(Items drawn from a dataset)

*-*-*

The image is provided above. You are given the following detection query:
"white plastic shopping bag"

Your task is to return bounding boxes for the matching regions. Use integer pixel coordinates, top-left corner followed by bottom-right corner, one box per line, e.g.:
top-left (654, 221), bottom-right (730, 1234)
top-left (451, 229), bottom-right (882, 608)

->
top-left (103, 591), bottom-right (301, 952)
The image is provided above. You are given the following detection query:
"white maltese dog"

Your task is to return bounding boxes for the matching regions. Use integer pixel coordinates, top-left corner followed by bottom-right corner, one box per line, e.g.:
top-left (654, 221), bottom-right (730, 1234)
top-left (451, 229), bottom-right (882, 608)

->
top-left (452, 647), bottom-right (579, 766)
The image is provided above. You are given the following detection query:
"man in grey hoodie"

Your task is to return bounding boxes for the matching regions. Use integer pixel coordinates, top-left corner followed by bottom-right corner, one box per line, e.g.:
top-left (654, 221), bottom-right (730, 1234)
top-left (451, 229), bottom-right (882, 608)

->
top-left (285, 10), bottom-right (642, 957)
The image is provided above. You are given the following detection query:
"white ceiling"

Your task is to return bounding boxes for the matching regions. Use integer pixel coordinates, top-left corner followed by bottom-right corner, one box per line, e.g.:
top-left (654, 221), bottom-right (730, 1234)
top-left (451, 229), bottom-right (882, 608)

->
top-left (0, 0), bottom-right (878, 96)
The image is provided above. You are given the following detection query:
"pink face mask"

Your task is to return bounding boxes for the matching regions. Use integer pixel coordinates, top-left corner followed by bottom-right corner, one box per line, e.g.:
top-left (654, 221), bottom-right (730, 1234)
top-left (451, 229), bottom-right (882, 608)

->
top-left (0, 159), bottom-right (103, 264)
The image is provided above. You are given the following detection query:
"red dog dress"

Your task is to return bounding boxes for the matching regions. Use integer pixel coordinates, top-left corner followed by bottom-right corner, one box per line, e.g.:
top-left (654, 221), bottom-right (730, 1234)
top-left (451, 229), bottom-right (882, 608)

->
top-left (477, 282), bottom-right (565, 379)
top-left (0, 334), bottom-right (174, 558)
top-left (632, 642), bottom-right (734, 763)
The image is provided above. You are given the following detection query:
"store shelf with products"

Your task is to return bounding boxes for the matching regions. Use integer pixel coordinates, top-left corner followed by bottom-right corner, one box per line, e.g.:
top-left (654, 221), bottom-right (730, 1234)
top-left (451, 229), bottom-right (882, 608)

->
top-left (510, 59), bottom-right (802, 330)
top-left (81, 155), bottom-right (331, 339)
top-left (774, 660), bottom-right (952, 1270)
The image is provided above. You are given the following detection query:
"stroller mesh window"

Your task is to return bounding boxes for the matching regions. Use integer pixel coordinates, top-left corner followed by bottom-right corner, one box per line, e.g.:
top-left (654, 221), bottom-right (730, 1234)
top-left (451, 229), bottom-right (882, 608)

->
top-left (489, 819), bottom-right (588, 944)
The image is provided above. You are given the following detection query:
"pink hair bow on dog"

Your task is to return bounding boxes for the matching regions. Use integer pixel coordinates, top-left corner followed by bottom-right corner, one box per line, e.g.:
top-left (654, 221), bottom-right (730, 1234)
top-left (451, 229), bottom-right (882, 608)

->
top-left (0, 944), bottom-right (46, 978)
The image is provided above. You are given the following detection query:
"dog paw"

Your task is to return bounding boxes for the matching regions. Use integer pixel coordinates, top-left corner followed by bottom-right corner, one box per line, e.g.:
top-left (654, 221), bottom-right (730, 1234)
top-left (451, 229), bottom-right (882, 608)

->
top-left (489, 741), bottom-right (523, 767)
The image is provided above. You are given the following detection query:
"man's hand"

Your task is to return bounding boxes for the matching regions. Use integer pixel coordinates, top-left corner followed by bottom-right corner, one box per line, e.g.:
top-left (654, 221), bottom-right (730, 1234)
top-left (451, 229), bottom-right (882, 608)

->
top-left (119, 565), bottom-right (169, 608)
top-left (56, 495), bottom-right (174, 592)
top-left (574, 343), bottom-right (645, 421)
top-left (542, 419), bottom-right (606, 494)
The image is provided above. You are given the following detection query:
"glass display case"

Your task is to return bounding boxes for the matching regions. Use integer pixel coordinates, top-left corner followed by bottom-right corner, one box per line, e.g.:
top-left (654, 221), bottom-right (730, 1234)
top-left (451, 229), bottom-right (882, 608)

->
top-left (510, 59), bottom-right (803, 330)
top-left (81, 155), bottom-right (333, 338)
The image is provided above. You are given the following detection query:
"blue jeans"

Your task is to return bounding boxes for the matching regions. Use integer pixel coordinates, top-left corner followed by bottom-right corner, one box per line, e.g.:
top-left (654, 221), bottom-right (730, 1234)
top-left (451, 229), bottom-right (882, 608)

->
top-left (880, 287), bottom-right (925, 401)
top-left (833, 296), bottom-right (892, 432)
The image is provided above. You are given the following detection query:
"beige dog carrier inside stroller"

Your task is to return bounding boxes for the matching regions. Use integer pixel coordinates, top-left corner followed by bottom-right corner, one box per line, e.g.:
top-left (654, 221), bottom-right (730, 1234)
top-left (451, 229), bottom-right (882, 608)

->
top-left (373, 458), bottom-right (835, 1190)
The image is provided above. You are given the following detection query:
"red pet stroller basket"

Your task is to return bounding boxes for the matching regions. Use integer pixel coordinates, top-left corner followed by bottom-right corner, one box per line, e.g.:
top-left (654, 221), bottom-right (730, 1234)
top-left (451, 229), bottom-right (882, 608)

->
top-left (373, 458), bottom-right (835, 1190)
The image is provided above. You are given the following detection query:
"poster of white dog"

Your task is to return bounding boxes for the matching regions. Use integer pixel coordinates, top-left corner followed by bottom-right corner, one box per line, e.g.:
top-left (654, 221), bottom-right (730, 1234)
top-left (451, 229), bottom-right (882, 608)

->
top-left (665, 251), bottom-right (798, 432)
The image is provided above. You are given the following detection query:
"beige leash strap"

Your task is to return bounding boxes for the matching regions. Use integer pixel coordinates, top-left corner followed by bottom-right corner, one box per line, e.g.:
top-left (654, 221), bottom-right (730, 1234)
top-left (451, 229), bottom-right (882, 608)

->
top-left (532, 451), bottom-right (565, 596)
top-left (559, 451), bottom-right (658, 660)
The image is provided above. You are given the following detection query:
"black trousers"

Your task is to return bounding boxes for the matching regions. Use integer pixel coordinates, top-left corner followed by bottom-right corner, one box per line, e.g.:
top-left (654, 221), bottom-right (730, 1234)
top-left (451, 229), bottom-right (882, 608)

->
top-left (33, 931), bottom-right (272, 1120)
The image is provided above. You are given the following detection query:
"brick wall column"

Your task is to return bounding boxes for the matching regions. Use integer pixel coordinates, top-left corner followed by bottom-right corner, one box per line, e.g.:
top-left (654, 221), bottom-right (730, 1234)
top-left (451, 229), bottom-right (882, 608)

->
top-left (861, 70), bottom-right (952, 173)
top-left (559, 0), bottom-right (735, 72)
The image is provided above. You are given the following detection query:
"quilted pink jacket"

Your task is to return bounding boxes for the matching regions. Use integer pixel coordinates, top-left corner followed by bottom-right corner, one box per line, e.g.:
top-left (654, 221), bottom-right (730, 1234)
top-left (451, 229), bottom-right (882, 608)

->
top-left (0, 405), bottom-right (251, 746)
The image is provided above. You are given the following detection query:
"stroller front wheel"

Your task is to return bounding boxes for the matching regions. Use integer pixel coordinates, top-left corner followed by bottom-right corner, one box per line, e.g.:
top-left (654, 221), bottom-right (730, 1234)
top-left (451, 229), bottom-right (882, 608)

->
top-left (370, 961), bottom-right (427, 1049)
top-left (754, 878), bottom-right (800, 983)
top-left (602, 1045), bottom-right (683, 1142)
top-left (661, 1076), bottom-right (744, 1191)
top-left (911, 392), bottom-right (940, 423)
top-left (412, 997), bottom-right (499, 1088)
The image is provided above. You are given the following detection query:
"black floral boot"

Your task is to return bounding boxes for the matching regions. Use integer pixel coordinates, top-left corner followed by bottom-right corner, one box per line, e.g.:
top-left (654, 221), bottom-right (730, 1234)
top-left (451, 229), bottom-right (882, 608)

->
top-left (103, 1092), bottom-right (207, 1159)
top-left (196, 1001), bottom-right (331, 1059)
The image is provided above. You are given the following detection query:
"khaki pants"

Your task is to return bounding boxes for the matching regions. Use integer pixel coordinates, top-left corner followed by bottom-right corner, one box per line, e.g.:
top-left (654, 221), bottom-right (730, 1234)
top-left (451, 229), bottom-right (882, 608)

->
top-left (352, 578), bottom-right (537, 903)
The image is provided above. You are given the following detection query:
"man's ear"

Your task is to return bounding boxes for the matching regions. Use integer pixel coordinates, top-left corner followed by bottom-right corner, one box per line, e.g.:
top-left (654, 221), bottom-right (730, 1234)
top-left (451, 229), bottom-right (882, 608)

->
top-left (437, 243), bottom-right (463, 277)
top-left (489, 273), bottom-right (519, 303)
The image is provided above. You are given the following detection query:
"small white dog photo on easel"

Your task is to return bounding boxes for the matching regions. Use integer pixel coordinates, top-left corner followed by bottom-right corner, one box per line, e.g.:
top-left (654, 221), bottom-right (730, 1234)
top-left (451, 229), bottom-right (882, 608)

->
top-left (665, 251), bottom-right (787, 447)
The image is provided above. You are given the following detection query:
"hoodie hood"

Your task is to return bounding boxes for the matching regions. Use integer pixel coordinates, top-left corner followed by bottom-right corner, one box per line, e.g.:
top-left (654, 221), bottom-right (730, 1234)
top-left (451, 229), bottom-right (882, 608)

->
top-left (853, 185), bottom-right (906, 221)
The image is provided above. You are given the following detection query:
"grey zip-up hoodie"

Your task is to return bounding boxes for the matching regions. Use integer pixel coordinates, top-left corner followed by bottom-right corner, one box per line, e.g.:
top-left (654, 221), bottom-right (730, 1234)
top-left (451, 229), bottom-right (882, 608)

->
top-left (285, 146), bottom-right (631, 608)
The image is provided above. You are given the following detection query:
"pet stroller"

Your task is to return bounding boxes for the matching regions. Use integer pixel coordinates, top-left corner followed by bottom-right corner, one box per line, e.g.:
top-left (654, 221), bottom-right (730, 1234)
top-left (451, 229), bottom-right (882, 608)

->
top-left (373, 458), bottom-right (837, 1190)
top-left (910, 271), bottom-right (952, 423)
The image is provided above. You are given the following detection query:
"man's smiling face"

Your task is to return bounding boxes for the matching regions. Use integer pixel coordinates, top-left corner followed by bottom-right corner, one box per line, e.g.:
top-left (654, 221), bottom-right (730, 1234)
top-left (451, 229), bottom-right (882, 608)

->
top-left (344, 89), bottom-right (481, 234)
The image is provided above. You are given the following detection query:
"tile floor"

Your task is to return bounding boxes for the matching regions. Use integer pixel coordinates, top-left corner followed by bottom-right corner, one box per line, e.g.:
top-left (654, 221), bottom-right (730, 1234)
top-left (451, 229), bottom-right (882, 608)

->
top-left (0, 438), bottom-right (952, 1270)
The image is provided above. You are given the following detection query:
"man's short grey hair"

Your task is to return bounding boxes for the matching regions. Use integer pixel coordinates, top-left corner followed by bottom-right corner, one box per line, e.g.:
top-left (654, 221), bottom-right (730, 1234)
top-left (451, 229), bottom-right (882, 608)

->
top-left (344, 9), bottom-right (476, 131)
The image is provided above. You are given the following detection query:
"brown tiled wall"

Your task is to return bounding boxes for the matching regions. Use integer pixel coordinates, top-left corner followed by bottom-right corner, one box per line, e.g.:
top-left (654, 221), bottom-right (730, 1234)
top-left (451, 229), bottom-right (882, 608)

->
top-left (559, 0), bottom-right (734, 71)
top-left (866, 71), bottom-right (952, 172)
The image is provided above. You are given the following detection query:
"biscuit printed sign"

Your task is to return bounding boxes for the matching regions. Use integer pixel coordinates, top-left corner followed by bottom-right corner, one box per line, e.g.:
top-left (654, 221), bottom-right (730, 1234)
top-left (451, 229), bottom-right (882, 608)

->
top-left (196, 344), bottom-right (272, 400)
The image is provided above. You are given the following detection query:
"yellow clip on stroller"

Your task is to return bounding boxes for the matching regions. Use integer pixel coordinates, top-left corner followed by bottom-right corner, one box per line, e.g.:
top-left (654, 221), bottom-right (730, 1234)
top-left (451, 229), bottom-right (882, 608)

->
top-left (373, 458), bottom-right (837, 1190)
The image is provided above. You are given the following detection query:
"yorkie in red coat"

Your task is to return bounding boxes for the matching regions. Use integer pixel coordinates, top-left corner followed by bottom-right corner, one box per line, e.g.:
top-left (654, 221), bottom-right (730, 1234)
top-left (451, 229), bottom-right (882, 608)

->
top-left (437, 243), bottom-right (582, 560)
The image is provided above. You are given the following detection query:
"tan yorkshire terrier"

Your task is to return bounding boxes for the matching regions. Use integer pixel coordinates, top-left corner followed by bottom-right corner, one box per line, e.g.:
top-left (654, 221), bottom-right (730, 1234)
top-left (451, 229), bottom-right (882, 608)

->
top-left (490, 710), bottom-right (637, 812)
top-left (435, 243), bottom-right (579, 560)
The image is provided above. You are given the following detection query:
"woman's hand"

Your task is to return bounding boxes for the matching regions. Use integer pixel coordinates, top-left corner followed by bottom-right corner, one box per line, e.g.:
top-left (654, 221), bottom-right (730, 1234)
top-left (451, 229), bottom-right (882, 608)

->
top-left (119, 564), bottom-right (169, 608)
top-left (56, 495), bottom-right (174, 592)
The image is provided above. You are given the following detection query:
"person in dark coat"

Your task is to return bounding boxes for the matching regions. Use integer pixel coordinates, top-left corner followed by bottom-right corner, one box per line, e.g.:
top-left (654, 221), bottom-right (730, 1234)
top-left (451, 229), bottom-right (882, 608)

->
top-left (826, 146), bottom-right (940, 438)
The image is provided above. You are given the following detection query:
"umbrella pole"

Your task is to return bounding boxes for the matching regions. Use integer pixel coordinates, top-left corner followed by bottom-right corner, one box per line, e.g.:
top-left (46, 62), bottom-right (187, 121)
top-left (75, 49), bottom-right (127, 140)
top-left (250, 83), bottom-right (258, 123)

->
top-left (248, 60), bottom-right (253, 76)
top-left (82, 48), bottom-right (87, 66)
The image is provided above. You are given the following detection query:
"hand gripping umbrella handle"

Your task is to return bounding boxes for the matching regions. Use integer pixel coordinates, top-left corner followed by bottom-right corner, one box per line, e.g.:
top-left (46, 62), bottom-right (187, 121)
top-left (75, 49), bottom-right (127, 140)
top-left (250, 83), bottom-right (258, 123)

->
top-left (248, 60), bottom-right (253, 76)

*-*-*

#### STATED EXERCISE:
How many lines of the records above contain the string "grey", with case counting? Give only the number.

#### PROBLEM SOLUTION:
3